◆ **EXERCISE DIRECTIONS**
Please reproduce the entries that follow, keeping each word intact.
..........
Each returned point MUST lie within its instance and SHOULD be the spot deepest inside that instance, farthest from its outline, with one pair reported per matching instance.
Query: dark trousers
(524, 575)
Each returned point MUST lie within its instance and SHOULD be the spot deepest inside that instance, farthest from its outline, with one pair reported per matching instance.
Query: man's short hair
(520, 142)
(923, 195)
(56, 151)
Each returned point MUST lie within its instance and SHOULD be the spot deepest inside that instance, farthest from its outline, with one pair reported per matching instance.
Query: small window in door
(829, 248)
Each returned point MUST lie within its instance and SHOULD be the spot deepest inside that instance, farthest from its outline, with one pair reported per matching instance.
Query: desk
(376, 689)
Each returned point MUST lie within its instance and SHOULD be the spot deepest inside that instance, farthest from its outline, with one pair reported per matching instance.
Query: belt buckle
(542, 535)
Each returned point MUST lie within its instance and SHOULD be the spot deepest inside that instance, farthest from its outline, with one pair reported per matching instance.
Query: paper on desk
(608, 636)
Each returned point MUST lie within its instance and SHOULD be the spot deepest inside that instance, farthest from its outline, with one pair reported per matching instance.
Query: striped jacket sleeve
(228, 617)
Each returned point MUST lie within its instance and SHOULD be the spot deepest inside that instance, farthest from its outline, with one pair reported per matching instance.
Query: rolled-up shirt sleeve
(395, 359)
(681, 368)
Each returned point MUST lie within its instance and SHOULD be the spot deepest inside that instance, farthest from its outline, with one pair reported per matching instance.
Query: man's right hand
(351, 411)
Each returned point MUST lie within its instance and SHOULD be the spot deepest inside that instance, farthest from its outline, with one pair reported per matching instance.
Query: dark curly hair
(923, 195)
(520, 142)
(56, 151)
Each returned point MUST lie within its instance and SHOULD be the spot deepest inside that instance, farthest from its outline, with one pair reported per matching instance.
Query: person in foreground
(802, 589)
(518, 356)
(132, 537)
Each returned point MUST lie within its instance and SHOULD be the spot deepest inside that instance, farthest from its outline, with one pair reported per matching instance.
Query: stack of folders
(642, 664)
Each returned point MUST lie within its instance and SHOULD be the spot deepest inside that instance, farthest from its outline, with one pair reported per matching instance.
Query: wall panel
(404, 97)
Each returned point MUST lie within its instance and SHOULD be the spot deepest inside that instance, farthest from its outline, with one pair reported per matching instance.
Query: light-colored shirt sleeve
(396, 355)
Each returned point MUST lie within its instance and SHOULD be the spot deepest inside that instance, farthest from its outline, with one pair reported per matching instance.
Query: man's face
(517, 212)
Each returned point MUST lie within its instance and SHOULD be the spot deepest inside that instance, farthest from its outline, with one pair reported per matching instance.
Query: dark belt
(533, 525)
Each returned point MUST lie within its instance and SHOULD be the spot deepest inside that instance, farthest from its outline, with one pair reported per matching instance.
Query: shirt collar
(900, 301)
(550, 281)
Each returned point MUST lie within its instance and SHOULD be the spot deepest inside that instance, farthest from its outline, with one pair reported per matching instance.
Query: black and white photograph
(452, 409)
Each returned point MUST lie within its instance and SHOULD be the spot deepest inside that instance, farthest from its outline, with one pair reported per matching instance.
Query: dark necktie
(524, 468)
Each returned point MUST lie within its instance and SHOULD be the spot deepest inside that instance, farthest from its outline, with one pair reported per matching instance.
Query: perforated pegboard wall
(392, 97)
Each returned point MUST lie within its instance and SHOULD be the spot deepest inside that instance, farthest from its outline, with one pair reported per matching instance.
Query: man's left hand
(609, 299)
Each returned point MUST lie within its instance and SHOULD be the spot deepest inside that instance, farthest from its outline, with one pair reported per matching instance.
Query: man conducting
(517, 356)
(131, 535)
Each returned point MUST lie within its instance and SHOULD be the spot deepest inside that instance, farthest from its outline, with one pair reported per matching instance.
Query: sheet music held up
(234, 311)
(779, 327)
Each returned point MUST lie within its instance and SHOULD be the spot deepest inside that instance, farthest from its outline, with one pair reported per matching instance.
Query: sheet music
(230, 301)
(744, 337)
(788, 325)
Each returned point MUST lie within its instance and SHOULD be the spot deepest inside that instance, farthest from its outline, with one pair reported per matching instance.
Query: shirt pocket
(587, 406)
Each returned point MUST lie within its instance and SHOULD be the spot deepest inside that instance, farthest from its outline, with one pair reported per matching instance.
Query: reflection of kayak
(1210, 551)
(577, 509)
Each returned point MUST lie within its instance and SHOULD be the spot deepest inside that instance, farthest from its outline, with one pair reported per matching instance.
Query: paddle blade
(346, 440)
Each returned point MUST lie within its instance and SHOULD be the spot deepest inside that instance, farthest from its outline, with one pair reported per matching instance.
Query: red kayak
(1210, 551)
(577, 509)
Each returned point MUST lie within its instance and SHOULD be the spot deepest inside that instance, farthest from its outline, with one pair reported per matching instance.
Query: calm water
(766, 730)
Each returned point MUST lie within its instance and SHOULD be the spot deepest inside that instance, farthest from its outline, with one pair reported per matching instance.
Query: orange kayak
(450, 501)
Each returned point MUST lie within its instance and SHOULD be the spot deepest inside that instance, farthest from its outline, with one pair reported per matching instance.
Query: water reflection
..........
◆ **SOLUTION TO THIS EXERCISE**
Each returned point MUST lie within its instance and SHOULD be the spot deepest inside that instance, farthest from its outline, with one pair reported per matching instance.
Query: dark trousers
(524, 575)
Each returned point MUST lie within its instance and SHOULD be the spot deepest inside that instance, farthest from its outline, with one pair reported per matching instance.
Query: man's short hair
(520, 142)
(923, 195)
(56, 151)
Each returned point MUST lie within its instance and SHOULD be the spot deepest inside that instance, farthest from its outline, with one pair reported per matching instance.
Query: small window in door
(829, 248)
Each returned point MUST lie within its instance and SHOULD be the spot deepest inside that instance, farthest from its outline, with one pair reported per matching instance.
Query: desk
(376, 689)
Each returned point MUST lie within its instance and SHOULD be the spot deepest inside that instance, farthest from its outline, with one pair reported per matching instance.
Query: belt buckle
(542, 535)
Each returned point MUST lie within its instance and SHOULD be the spot deepest inside that instance, farthest from its outline, with one pair reported per matching instance.
Query: paper on desk
(608, 636)
Each returned point MUST lie within its instance and SHOULD be the spot deepest inside that instance, farthest from its outline, with one pair reported per matching instance.
Query: striped jacket sleeve
(228, 617)
Each returned point MUST lie within its instance and SHOULD be the spot deepest inside that instance, farthest from its outline, with one pair reported per matching instance.
Query: rolled-up shirt sleeve
(395, 359)
(681, 368)
Each returned point MUST lie within its instance and SHOULD be the spot deepest inside that instance, farthest from its outline, with one pair reported per matching instance.
Query: man's right hand
(351, 411)
Each returned point MUST lie within its instance and SHOULD be the spot deepest inside that instance, farthest from its outline, with one pair reported per matching instance.
Query: dark curly hair
(923, 195)
(520, 142)
(56, 151)
Each returned point MUST lie within its instance and SHOULD be the spot deepest inside that instance, farthest from its outline, with one pair reported per matching instance.
Query: person in foreground
(802, 589)
(518, 356)
(132, 537)
Each returned point MUST lie within its instance and SHOULD be the spot deepest inside that instance, farthest from its outline, with one pair reported per matching instance.
Query: stack of folders
(642, 664)
Each returned point MUST lie within its instance and SHOULD be the spot deepest inside that instance, farthest from its outline, with one pair reported per matching instance.
Query: wall panel
(404, 97)
Each returned point MUST lie within its instance and SHOULD be the spot deepest inside that instance, farthest from its outline, with one pair reported per matching instance.
Query: light-colored shirt sleeve
(396, 355)
Each returned point MUST lie within its instance and SHOULD be the spot deepest inside that instance, farthest from its outline, with one pair reported per matching instance.
Query: man's face
(517, 212)
Each returned point MUST lie within its instance and SHOULD be the spot deepest inside that instance, farthest from its outline, with one pair reported per matching instance.
Query: dark belt
(533, 525)
Each returned point MUST lie within its instance and SHOULD be the spot deepest inside that instance, farthest from its outline, with one pair reported per matching instance.
Query: shirt collar
(900, 301)
(550, 281)
Each returned point MUST lie within its instance and SHOULD be the spot deepest inside that instance, farthest from its outline, with one pair reported per matching instance.
Query: black and white photograph
(452, 409)
Each returned point MUST lie within its instance and SHOULD be the spot deepest inside that instance, farthest from its outline, with one pair reported per matching instance.
Query: dark necktie
(524, 468)
Each returned point MUST lie within its instance and SHOULD be the spot deepest inside that instance, farthest from its outline, with one pair reported per matching instance.
Query: perforated pegboard wall
(392, 97)
Each returned point MUST lie within its instance and SHOULD be the spot deepest inside that instance, farthest from its outline, with one pair reported per matching instance.
Query: man's left hand
(609, 299)
Each returned point MUST lie within its instance and SHOULD be the spot deepest inside that instance, farthest from its outline, with one pair reported per matching instance.
Query: man conducting
(517, 356)
(131, 535)
Each returned point MUST lie within its instance and SHOULD be the spot deepest inside that instance, farthest from its outline, with one pair reported per matching instance.
Query: sheet music held up
(234, 311)
(779, 327)
Each returned point MUST lie within its instance and SHOULD be the spot deepest inside that instance, farthest from its outline, with one pair reported per matching instance.
Query: sheet music
(230, 301)
(744, 337)
(788, 325)
Each returned point MUST lie within its instance and SHOULD be the spot deepest inside that instance, farthest from its outline, with one pair reported per matching instance.
Query: shirt pocket
(587, 406)
Each returned point MUST lie within its instance and SHOULD be the spot deepest inside that instance, farthest from its outline, with one pair reported per matching instance.
Query: reflection of kayak
(1210, 551)
(577, 509)
Each returned point MUST lie within its instance and SHOULD be the spot deepest inside that instance, farthest from its outline, with one pair reported per matching instance.
Query: paddle blade
(346, 440)
Each returned point MUST lie within its instance and SHOULD be the spot deepest inside that instance, farthest from its outline, with one pair reported per matching instance.
Query: red kayak
(1210, 551)
(577, 509)
Each returned point MUST lie within its instance and SHOULD be the spot deepest inside that instance, farthest from its outline, with one pair reported per matching instance.
Query: calm water
(766, 730)
Each returned point MUST lie within its instance and SHOULD be the spot deepest inside that instance, farthest from its outline, with one pair reported per matching instance.
Query: orange kayak
(450, 501)
Each returned point MUST lie within its instance and SHOULD be the spot deepest inside that instance, farthest from its outline, with one pair reported per matching instance.
Query: water reflection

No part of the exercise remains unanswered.